[Exercise prompt]
What is needed is an exact copy of the line with "Search for: wristwatch" and all lines that follow it in the entries below, the last line included.

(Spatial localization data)
*** Block opens ***
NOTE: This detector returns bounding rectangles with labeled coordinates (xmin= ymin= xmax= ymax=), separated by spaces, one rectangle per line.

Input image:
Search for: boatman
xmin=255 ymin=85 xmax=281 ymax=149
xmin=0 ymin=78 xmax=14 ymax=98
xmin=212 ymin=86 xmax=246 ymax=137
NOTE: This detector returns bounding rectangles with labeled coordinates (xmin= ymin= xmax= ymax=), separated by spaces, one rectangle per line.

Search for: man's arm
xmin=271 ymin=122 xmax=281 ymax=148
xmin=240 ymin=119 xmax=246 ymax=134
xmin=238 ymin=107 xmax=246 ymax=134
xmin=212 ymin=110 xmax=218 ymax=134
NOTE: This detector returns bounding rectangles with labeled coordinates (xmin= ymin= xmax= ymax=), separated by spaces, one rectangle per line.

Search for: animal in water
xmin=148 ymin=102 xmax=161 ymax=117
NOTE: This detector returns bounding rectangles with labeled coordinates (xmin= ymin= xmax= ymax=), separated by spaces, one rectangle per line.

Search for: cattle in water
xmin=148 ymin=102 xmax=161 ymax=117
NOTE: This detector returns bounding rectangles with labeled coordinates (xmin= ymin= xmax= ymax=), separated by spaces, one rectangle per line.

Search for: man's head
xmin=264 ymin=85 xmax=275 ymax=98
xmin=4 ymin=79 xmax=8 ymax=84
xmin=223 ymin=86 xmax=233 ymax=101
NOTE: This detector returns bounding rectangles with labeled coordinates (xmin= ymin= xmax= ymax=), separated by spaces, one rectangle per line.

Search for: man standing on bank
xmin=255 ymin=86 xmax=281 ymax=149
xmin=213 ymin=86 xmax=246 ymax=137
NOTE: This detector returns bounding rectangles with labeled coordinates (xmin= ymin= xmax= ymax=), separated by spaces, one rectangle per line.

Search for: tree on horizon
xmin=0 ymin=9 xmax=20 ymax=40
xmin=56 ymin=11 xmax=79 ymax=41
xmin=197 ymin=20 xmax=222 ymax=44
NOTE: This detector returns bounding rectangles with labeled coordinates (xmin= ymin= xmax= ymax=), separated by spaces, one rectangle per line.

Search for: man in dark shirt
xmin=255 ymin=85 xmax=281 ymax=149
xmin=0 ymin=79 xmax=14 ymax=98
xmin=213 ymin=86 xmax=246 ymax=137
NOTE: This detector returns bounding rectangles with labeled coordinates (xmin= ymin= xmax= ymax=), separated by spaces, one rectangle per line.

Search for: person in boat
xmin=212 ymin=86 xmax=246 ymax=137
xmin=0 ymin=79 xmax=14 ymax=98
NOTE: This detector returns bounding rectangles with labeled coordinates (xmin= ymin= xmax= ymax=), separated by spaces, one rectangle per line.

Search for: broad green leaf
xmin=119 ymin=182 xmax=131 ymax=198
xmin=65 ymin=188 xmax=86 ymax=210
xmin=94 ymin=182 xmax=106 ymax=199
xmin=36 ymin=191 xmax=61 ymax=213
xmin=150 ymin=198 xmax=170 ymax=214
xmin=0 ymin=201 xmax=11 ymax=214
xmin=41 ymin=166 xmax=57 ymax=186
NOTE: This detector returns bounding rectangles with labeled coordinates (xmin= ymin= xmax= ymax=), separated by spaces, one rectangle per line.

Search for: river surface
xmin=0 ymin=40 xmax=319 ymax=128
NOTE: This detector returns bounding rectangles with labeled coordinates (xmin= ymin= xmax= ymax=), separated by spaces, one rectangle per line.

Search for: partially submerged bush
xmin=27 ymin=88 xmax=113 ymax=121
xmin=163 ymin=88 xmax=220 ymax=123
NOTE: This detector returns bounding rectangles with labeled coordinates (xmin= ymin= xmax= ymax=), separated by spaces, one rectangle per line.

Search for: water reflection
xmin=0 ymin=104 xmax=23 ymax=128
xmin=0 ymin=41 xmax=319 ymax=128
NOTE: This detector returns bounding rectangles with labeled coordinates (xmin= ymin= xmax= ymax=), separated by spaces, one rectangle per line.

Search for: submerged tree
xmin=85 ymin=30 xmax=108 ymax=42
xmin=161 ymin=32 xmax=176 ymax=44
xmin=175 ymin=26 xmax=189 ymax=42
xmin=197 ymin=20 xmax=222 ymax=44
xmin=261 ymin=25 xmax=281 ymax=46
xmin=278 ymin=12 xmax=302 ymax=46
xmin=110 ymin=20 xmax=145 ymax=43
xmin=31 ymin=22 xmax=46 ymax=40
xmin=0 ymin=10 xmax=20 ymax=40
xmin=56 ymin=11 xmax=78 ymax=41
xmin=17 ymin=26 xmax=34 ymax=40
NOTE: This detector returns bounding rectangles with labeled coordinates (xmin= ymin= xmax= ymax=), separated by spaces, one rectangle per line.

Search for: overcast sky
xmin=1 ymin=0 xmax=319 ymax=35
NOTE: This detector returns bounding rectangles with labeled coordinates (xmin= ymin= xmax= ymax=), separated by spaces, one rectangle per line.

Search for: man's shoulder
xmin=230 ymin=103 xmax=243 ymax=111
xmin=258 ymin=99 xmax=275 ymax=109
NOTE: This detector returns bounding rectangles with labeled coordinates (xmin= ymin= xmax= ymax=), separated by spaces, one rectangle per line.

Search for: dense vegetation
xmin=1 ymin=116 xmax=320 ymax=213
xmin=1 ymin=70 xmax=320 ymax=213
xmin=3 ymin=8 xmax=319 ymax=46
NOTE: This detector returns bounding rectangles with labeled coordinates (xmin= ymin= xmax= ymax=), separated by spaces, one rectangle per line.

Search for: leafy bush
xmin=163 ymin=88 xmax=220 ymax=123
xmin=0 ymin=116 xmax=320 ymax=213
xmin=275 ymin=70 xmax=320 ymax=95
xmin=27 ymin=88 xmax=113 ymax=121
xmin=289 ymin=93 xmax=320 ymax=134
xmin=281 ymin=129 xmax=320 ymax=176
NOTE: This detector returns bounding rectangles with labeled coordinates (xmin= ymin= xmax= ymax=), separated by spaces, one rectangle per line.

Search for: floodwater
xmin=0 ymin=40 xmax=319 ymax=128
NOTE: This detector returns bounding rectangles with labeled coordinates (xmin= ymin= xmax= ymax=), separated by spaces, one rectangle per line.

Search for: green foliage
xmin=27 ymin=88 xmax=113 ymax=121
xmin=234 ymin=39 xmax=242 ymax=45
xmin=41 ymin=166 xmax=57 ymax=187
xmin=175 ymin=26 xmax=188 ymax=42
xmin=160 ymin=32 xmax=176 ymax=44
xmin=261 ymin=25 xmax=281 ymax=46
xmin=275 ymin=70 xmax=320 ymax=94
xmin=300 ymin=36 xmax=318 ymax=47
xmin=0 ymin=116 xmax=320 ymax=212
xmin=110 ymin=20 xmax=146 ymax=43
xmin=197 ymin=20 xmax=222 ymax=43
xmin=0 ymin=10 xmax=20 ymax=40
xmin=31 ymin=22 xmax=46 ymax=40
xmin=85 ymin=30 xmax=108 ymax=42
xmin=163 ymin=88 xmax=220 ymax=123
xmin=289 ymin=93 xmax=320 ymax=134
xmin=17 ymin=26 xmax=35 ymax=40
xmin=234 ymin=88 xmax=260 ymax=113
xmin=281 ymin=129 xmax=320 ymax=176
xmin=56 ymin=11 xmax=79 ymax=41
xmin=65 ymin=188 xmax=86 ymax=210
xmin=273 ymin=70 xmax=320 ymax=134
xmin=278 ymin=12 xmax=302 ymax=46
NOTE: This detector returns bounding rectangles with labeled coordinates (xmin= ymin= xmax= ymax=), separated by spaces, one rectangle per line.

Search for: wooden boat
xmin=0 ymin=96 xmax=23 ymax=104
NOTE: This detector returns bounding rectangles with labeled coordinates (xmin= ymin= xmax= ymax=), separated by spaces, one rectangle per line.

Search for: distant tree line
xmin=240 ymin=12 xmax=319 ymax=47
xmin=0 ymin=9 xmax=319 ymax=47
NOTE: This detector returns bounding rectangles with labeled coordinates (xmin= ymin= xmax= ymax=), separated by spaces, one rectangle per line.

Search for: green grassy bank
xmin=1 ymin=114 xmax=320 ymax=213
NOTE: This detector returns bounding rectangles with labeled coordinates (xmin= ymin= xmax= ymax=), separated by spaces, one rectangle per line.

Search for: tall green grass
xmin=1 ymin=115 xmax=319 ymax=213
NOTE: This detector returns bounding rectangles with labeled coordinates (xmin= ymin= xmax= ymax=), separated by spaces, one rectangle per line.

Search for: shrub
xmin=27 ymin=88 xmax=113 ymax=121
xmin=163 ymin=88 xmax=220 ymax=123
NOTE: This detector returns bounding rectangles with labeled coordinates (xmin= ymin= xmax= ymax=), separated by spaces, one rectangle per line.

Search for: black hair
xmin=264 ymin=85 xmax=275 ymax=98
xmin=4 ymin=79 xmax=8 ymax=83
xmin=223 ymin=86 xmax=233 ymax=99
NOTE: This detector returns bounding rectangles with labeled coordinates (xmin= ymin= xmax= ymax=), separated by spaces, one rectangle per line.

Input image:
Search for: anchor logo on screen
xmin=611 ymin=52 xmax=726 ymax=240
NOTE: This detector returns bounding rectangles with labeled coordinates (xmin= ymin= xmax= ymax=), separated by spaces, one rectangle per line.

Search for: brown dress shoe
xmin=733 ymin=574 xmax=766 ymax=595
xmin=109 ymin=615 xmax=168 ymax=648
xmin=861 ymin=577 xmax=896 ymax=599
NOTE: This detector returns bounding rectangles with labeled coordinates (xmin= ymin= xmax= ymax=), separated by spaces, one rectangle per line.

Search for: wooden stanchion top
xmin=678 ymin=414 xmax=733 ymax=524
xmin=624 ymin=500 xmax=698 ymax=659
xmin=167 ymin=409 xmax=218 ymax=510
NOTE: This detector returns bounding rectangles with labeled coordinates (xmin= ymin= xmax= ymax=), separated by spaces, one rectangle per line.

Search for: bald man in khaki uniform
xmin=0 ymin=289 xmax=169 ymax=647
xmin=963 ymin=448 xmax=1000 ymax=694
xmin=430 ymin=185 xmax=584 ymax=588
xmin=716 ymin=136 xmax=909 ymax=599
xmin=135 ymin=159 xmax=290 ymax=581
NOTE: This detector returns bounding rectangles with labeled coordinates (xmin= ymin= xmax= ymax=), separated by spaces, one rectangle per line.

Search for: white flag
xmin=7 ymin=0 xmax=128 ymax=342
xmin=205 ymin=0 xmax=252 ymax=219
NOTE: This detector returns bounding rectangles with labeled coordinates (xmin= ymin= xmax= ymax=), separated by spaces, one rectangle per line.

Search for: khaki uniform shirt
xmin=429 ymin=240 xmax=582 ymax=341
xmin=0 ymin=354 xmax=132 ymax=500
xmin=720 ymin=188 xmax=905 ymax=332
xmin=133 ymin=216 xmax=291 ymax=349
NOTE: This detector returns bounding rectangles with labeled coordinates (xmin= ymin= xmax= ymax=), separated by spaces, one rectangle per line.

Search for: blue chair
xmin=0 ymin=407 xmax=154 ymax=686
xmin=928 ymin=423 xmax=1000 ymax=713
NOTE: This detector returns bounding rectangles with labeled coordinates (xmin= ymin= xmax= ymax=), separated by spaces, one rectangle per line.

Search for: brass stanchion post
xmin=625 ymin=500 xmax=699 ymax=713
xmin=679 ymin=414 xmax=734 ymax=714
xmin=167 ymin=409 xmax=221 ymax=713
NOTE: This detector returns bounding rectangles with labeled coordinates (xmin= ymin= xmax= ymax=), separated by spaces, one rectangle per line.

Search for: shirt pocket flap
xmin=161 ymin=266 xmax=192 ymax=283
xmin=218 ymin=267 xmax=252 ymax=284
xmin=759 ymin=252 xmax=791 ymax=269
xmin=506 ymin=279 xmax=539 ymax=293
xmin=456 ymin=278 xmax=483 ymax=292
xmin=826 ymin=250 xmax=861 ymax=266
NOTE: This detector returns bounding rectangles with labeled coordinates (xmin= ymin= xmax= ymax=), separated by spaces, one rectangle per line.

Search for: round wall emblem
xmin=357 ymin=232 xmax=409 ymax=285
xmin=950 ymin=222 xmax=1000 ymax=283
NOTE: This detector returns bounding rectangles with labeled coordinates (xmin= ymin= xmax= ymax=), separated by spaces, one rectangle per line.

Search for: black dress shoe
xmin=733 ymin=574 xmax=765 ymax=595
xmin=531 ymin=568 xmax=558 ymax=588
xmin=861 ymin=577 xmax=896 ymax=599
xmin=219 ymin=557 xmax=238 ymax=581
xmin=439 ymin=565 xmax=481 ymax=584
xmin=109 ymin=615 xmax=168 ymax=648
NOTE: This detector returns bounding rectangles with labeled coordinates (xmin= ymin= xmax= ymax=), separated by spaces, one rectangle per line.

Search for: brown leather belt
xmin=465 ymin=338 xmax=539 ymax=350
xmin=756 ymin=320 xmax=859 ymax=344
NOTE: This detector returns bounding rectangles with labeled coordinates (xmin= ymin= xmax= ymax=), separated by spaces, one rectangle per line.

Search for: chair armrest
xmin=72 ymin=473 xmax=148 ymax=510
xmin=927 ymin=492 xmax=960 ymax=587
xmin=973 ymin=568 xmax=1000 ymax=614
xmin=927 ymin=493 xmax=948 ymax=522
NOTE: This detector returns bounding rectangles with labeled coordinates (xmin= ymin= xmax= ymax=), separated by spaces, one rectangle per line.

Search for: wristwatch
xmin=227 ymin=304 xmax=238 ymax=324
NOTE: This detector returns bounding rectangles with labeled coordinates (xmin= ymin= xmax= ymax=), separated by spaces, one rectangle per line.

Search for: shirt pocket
*** Block closes ***
[Completed exercise]
Search for: wristwatch
xmin=227 ymin=304 xmax=238 ymax=324
NOTE: This detector returns bounding rectangles with labeled coordinates (xmin= ymin= xmax= ymax=), separated by spaces, one rectangle per line.

Search for: shirt pocket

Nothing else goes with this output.